WHAT TO PRODUCE
Set the listing down again, exactly as it stands below.

DATA

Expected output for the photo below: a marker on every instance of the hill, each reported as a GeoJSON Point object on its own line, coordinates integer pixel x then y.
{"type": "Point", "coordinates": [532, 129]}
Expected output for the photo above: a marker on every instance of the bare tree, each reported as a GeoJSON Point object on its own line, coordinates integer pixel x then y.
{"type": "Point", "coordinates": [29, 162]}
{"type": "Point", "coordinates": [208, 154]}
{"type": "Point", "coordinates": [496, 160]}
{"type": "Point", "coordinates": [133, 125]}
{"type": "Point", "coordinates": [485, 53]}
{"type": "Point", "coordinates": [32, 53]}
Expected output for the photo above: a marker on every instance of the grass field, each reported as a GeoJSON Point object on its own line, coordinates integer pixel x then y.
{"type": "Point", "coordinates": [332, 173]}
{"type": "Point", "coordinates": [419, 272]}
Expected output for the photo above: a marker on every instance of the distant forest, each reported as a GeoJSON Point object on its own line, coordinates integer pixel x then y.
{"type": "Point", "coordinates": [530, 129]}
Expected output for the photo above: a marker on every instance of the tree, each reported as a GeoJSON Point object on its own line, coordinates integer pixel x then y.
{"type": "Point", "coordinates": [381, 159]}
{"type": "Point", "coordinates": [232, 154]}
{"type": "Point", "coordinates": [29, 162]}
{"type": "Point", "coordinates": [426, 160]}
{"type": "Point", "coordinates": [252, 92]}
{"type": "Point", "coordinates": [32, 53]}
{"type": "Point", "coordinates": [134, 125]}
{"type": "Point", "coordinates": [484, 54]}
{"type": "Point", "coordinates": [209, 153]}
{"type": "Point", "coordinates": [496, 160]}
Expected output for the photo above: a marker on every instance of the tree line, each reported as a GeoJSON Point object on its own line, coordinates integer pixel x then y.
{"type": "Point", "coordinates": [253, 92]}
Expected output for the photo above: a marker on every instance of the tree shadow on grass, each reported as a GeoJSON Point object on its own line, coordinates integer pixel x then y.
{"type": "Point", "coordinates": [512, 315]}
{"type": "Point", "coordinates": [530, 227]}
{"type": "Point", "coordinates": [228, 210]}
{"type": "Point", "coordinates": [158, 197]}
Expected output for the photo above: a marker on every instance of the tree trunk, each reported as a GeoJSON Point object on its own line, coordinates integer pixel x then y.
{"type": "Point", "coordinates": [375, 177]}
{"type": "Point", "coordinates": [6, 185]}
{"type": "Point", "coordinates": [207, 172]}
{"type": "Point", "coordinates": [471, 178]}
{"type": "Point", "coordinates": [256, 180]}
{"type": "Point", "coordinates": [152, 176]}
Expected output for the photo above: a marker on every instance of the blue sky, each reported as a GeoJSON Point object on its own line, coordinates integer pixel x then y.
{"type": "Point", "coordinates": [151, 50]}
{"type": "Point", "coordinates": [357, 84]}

WRITTEN RESPONSE
Expected output for the photo below: a marker on every instance of the hill, each reported as a GeoJSON Point object on its own line, coordinates integer pixel x then y.
{"type": "Point", "coordinates": [532, 129]}
Expected output for the photo above: a marker on every instance of the bare tree, each reported as a GeoJSON Point object on its own line, coordinates integer pixel x then y.
{"type": "Point", "coordinates": [29, 162]}
{"type": "Point", "coordinates": [208, 154]}
{"type": "Point", "coordinates": [496, 160]}
{"type": "Point", "coordinates": [133, 125]}
{"type": "Point", "coordinates": [485, 53]}
{"type": "Point", "coordinates": [32, 53]}
Expected output for the photo above: a marker on every instance of the grass field, each reported as a GeoJSON Point object on its own line, coordinates integer pixel x then y.
{"type": "Point", "coordinates": [332, 173]}
{"type": "Point", "coordinates": [419, 272]}
Expected output for the photo above: a marker on every instance of the distant forest, each reported as a GeoJSON Point object on its own line, coordinates integer pixel x then y.
{"type": "Point", "coordinates": [530, 129]}
Expected output for the photo above: a marker on every instance of the tree, each reported as a GeoJSON Point object on its own line, coordinates integer pixel x then y.
{"type": "Point", "coordinates": [381, 159]}
{"type": "Point", "coordinates": [232, 154]}
{"type": "Point", "coordinates": [29, 162]}
{"type": "Point", "coordinates": [426, 160]}
{"type": "Point", "coordinates": [252, 92]}
{"type": "Point", "coordinates": [32, 53]}
{"type": "Point", "coordinates": [134, 125]}
{"type": "Point", "coordinates": [484, 54]}
{"type": "Point", "coordinates": [209, 153]}
{"type": "Point", "coordinates": [496, 160]}
Expected output for the photo above: a marker on every instance of the tree line, each reported as a GeoJSON Point object on its own line, coordinates integer pixel x then y.
{"type": "Point", "coordinates": [253, 92]}
Expected output for the photo above: a marker on every instance of the tree shadow on grass, each reported as a GeoJSON Point object on its own line, coordinates integer pixel x then y.
{"type": "Point", "coordinates": [512, 315]}
{"type": "Point", "coordinates": [530, 227]}
{"type": "Point", "coordinates": [228, 210]}
{"type": "Point", "coordinates": [158, 197]}
Expected output for the photo above: a marker on every instance of the tree trunk, each reported as a GeoJSON Point object on its own line, coordinates integer pixel x then y.
{"type": "Point", "coordinates": [375, 177]}
{"type": "Point", "coordinates": [6, 185]}
{"type": "Point", "coordinates": [207, 172]}
{"type": "Point", "coordinates": [471, 178]}
{"type": "Point", "coordinates": [256, 180]}
{"type": "Point", "coordinates": [152, 176]}
Expected output for the photo above: a marker on every instance of the blue sky, each reported as a GeoJSON Point object on its own line, coordinates integer pixel x then y.
{"type": "Point", "coordinates": [151, 50]}
{"type": "Point", "coordinates": [357, 84]}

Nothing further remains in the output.